James Poskett ist außerordentlicher Professor für Wissenschafts- und Technologiegeschichte an der University of Warwick, Vereinigtes Königreich. Er schloss seine Promotion an der University of Cambridge ab, wo er auch das Adrian Research Fellowship am Darwin College innehatte. Poskett hat unter anderem für den Guardian, Nature und das BBC History Magazine geschrieben. Seine Forschungen führten ihn um die ganze Welt, von astronomischen Observatorien in Indien bis hin zu Naturkundemuseen in Australien. 2013 stand er auf der Shortlist für den BBC New Generation Thinker Award und 2012 wurde er mit dem Best Newcomer Prize der Association of British Science Writers ausgezeichnet. Er ist der Autor des akademischen Buches Materials of the Mind, mit Horizons legt er sein erstes Werk für ein breiteres Publikum vor.

ARBEITSAUFTRAG A: Prüfe bitte, ob die Aussagen (i) bis (iii) mit dem Seitenauszug übereinstimmen: (i) Poskett promovierte an der University of Cambridge. (ii) 2013 gewann Poskett den BBC New Generation Thinker Award. (iii) Horizons ist Posketts erstes Buch überhaupt. Beantworte jede mit Ja oder Nein und zitiere die entscheidenden Worte wörtlich.
ARBEITSAUFTRAG B:
Beantworte anhand des Seitenauszugs diese Fragen:
(i) An welcher Universität lehrt Poskett als außerordentlicher Professor?
(ii) Welche Auszeichnung erhielt er 2012?
(iii) Welche Einrichtungen in Indien nennt der Text als Ziel seiner Forschungen?

DATENABSCHNITT:
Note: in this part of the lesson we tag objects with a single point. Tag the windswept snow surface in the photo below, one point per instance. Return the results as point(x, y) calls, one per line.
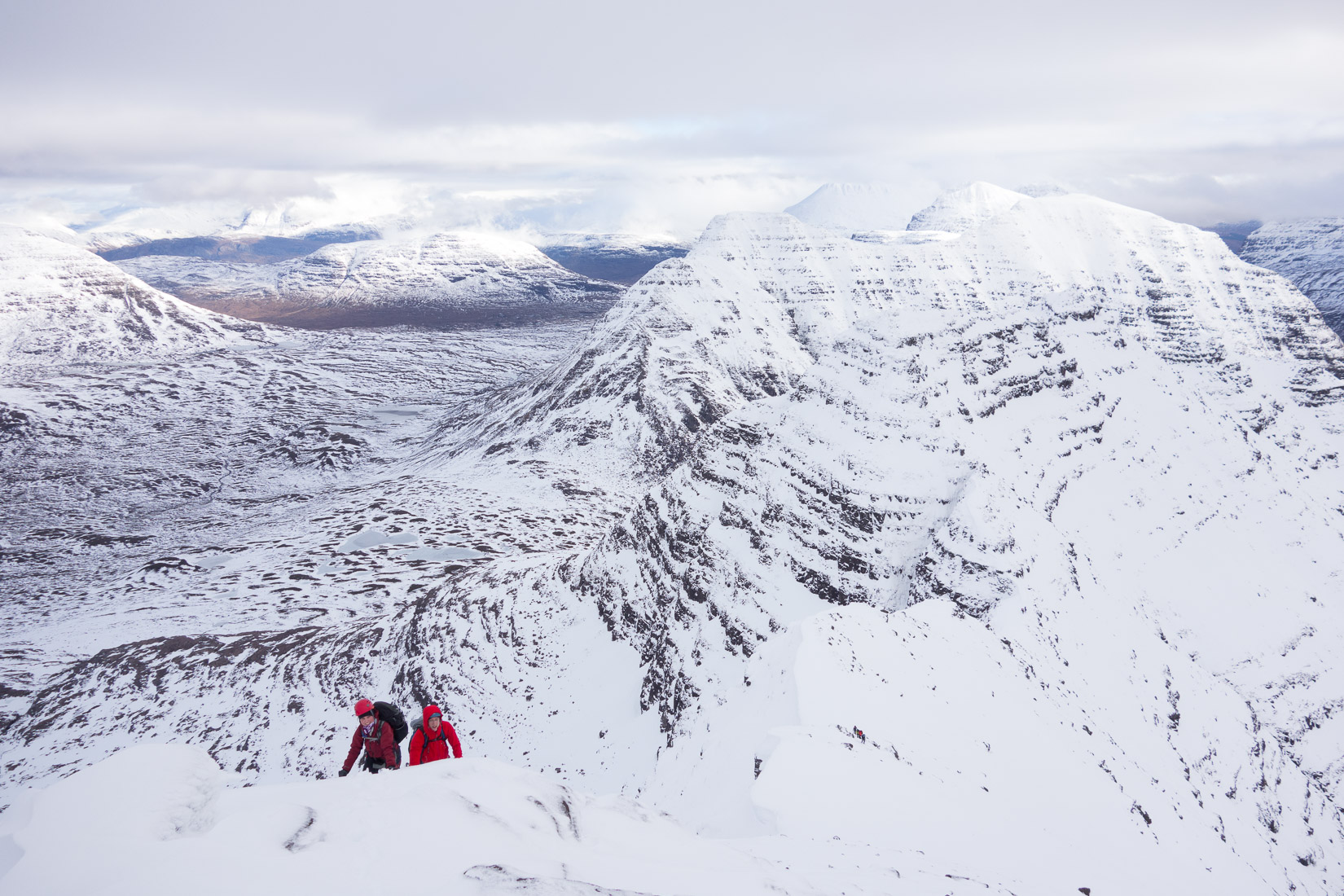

ERWARTETE AUSGABE A:
(i) Ja: „Er schloss seine Promotion an der University of Cambridge ab“
(ii) Nein: „2013 stand er auf der Shortlist für den BBC New Generation Thinker Award“
(iii) Nein: „Er ist der Autor des akademischen Buches Materials of the Mind, mit Horizons legt er sein erstes Werk für ein breiteres Publikum vor.“

ERWARTETE AUSGABE B:
(i) An der University of Warwick, Vereinigtes Königreich
(ii) Den Best Newcomer Prize der Association of British Science Writers
(iii) Astronomische Observatorien